● WHAT YOU HAVE TO DO: Reproduce each line exactly, including spacing and punctuation.

::::

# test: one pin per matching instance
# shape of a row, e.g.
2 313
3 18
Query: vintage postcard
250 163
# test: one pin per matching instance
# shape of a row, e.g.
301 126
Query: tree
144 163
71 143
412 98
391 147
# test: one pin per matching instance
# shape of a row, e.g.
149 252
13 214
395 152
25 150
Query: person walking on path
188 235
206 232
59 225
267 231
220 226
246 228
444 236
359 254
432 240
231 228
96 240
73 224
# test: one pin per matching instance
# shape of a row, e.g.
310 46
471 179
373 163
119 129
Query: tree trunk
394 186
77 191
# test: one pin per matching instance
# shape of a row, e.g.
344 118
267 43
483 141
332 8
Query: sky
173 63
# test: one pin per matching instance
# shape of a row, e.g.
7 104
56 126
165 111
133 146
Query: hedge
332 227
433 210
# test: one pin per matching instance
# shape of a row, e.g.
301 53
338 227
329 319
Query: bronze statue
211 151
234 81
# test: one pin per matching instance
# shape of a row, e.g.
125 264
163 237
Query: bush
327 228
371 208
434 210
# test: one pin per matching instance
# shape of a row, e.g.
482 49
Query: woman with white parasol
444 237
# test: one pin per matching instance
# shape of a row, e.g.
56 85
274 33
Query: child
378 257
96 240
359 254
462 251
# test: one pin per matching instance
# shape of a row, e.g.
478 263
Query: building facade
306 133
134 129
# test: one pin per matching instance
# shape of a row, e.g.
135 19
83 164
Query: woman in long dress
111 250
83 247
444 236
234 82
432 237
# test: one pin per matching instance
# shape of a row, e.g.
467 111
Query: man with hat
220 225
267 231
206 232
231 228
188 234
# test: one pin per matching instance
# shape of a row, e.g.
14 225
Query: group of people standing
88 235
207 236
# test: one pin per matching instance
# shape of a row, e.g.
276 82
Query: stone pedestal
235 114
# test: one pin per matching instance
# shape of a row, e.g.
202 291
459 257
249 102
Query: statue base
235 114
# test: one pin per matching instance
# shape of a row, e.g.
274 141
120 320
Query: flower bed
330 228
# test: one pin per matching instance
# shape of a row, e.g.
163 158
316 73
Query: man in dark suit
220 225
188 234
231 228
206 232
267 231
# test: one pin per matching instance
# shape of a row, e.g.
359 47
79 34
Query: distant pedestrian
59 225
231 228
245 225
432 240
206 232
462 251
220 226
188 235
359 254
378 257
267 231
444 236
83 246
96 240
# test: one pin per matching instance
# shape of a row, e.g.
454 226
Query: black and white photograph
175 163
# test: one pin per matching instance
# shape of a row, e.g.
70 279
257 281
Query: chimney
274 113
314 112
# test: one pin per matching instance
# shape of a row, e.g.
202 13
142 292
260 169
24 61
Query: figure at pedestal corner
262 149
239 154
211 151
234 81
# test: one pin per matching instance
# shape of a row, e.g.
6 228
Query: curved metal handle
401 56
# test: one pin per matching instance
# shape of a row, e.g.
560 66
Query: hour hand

::::

● SOLUTION FOR THIS EXERCISE:
# test: one pin per matching instance
# shape of a row, e.g.
2 313
3 18
Query: vintage postcard
250 163
# test: one pin per matching instance
# shape of a row, e.g.
301 126
Query: tree
144 163
71 143
412 98
391 147
# test: one pin per matching instance
# shape of a row, e.g.
149 252
13 214
395 152
25 150
Query: person walking on path
188 235
206 232
59 225
267 231
220 226
246 228
444 236
359 254
432 240
231 228
96 240
73 224
# test: one pin per matching instance
# shape of a row, e.g.
310 46
471 179
373 163
119 129
Query: tree trunk
394 186
77 191
# test: one pin per matching instance
# shape of a row, e.g.
344 118
267 43
483 141
332 8
Query: sky
173 63
# test: one pin per matching instance
# shape of a row, e.g.
7 104
56 126
165 111
133 146
Query: hedge
332 227
433 210
# test: one pin per matching instance
# shape of a row, e.g.
301 53
338 227
329 319
Query: bronze statue
211 151
234 81
# test: one pin per matching instance
# shape of a row, e.g.
125 264
163 237
Query: bush
327 228
371 208
434 210
# test: one pin per matching instance
# shape of a row, e.g.
482 49
Query: woman with white parasol
444 237
# test: one pin per matching instance
# shape of a row, e.g.
56 85
274 33
Query: child
378 257
96 240
359 254
462 251
# test: one pin per matching instance
# shape of a row, e.g.
478 263
Query: building facade
306 133
134 129
# test: one pin per matching instance
# shape of a row, e.g.
135 19
83 164
Query: woman in long dress
111 250
83 247
444 236
234 82
432 237
# test: one pin per matching instance
# shape of a row, e.g.
467 111
Query: man with hat
220 225
267 231
206 232
231 228
188 234
# test: one pin per matching instance
# shape of a row, e.g.
14 225
Query: group of people standing
88 235
207 236
# test: one pin per matching instance
# shape of a row, e.g.
276 82
Query: stone pedestal
235 114
# test: one pin per matching instance
# shape of a row, e.g.
202 291
459 257
249 102
Query: statue base
235 114
# test: one pin per matching instance
# shape of a row, e.g.
274 141
120 320
Query: flower bed
330 228
# test: one pin per matching instance
# shape of a row, e.g.
163 158
316 73
Query: man in dark suit
220 225
188 234
231 228
206 232
267 231
# test: one pin per matching instance
# shape of a row, e.g.
359 47
79 34
Query: distant pedestrian
59 225
231 228
245 225
432 240
206 232
462 251
220 226
188 235
359 254
378 257
267 231
444 236
83 246
96 240
# test: one pin per matching instance
# shape of a row, e.g.
454 226
Query: black and white photograph
175 163
# test: one pin per matching instance
# shape of a row, e.g.
70 279
257 281
Query: chimney
274 113
314 112
# test: one pin per matching instance
# shape of a row, e.g.
202 13
142 292
260 169
24 61
Query: figure at pedestal corner
262 149
239 154
211 151
234 81
# test: one pin per matching instance
# shape of a row, e.g.
6 228
Query: curved metal handle
401 56
# test: one pin per matching instance
# shape of a row, e.g.
560 66
Query: hour hand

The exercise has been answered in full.